## Begin
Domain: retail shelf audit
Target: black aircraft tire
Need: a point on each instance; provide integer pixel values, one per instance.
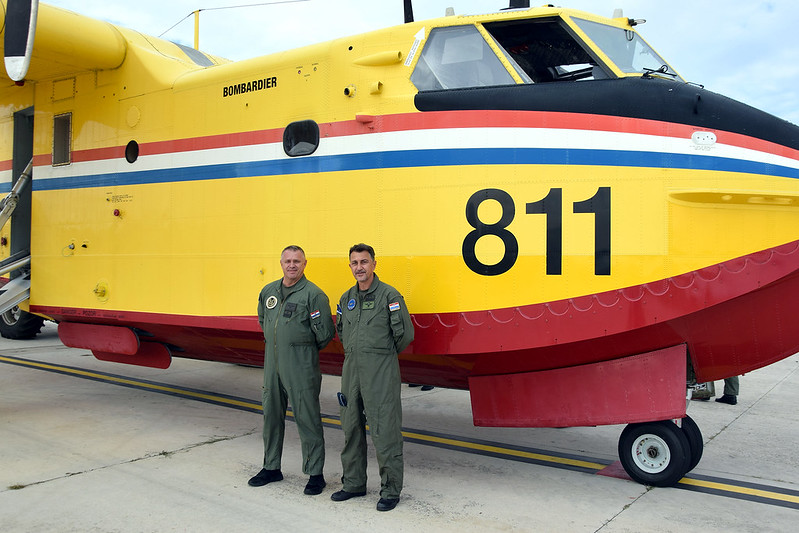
(695, 441)
(18, 324)
(655, 453)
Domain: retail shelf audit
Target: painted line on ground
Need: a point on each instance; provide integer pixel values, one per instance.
(698, 483)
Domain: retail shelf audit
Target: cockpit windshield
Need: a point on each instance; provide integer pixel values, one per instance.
(625, 48)
(539, 50)
(458, 57)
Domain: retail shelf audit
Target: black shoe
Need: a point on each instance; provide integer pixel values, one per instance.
(343, 495)
(315, 485)
(728, 399)
(387, 504)
(265, 476)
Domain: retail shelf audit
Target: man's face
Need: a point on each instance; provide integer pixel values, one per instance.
(362, 266)
(293, 265)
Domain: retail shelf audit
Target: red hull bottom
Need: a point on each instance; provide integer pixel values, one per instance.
(733, 317)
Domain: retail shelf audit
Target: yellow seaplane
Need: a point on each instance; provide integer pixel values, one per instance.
(580, 234)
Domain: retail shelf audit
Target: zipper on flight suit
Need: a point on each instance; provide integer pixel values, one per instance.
(279, 313)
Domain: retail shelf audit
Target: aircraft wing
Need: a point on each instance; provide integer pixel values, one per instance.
(64, 43)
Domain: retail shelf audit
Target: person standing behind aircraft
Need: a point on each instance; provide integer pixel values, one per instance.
(295, 317)
(374, 326)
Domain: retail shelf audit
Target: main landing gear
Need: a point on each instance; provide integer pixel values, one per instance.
(660, 453)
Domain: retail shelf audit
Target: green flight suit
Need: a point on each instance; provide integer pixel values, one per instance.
(374, 326)
(297, 324)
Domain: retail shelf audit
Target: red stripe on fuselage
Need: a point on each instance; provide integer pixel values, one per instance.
(735, 316)
(433, 120)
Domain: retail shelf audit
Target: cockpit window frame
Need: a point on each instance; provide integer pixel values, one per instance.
(494, 29)
(492, 65)
(583, 36)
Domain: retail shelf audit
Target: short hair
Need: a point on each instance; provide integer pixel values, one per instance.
(293, 248)
(361, 247)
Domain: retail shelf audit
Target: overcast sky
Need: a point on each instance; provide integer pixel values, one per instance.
(745, 49)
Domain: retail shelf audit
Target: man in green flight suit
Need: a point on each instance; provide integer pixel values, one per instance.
(295, 317)
(374, 326)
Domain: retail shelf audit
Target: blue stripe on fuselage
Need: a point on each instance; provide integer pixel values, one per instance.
(419, 158)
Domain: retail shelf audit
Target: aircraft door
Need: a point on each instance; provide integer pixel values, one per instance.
(22, 154)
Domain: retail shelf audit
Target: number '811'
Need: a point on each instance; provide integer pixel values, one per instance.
(551, 206)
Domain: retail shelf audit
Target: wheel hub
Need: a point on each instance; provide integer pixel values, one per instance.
(651, 454)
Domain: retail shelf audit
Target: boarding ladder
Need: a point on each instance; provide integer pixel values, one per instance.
(17, 290)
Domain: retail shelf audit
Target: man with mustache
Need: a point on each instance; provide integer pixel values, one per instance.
(374, 326)
(295, 317)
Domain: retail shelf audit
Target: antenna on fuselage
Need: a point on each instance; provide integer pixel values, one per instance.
(518, 4)
(408, 4)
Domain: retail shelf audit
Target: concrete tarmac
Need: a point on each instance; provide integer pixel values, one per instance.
(92, 446)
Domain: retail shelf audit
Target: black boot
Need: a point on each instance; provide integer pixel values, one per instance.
(265, 476)
(315, 485)
(728, 399)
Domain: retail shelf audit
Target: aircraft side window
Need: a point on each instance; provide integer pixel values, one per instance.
(458, 57)
(62, 139)
(301, 138)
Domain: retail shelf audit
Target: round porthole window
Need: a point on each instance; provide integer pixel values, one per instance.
(132, 151)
## End
All of the data above should be transcribed verbatim, with pictures omitted.

Domain: retail shelf audit
Target: black aircraft tire
Need: a point on each instance; provide integer pixel values, one per instance.
(695, 441)
(18, 324)
(655, 453)
Domain: retail shelf audit
Target: painted line on ground
Need: a point on each instance; provide integer pixel values, one per instance.
(698, 483)
Domain: retail shelf audit
Target: cockpit windshield
Need: a point on each instance; provide integer pixel values, one per instance.
(625, 48)
(539, 50)
(458, 57)
Domain: retail shelf audit
Target: black shoe
Need: a point on each instance; provide integer pixel values, one per instance.
(343, 495)
(315, 485)
(728, 399)
(387, 504)
(265, 476)
Domain: retail shelf audit
Target: man's face
Need: a point on each instance; provide integer pixel values, one per instance.
(362, 266)
(293, 265)
Domain: retail shelf audit
Target: red hull bottom
Need: a point on each instance; provide integer pixel values, one per instance.
(733, 317)
Domain: retail shelf audit
Target: yellow seaplane
Need: a point on each instance; provide integer pixel values, one per instance.
(580, 234)
Domain: retail shelf audit
Target: zipper on flight suit
Need: a point on each instance; provide integer pixel values, one per instance.
(279, 313)
Domain: retail shelf audit
Target: aircraft wing
Need: a point on each instance; provide integer pixel values, one per instance.
(64, 43)
Domain: retail shelf audit
Target: person standing behind aircraft
Need: a point on each instance; provide integer pixel values, one per instance.
(295, 317)
(374, 326)
Domain: retail shelf audit
Target: main landing gear
Need: a point on each instance; provide integer pixel values, one per instance.
(660, 453)
Domain: retail shelf audit
Target: green flight suit
Need: a point on each instance; provide integer pixel values, one per instance.
(374, 326)
(297, 324)
Domain: retail shelf audit
Target: red stripe on fuselage
Need: a point on each instance; provide integer pixel values, one per instance.
(735, 316)
(433, 120)
Domain: retail shelf audit
Target: cockpit window frame
Need: a point on each instance; provide integer pixel values, one per instance.
(494, 29)
(492, 65)
(583, 36)
Domain: retail shelf audit
Target: short hair
Need: a point on each instance; provide integer pixel values, one per instance.
(293, 248)
(361, 247)
Domain: retail shelf audit
Target: overcast sky
Need: a point on each instance; provide integer pixel values, one per instance.
(745, 49)
Domain: retail shelf audit
Target: man in green flight suit
Need: a point on each instance; provide integer pixel values, one per instance.
(295, 317)
(374, 326)
Domain: retail shelf audit
Target: blue stripe on fuselage
Need: a point on each instance; provide integer pixel values, one per instance.
(419, 158)
Domain: retail shelf audit
Target: aircraft door
Need: a point on each instance; provide integer pixel values, one per instance.
(22, 154)
Domain: retail shelf audit
Target: number '811'
Need: a point on each instance; provide integer pixel values, one per instance.
(551, 206)
Domain: retail shelf audit
Target: wheel hub
Need: a point on each instance; provide integer pixel values, one per instance.
(651, 454)
Domain: retail shelf audit
Target: boarding ladder
Need: a point on each instance; provide integer pixel values, one per instance.
(17, 290)
Domain: retail shelf audit
Target: man with mustache
Need: a point on each instance; provide integer pixel values, one per instance.
(374, 326)
(295, 317)
Domain: retail shelf audit
Target: antenna on fuselage
Need: a point on each instance; provide integer pixel values, one per instance.
(518, 4)
(408, 4)
Domain: retail shelf audit
Target: concrete tarmac
Need: a point on each instance; provide integer pixel values, one per instance.
(92, 446)
Domain: retail shelf audit
Target: black boot
Need: a point on each instance; provide integer pixel values, one per instance.
(265, 476)
(315, 485)
(728, 399)
Domain: retail shelf audit
Target: aircraft side window
Need: a point on each instance; provide integer pixel values, one per instance.
(458, 57)
(62, 139)
(301, 138)
Domain: retail shelf audit
Target: round porthole window
Need: a point on each instance; provide integer pixel values, one per instance.
(132, 151)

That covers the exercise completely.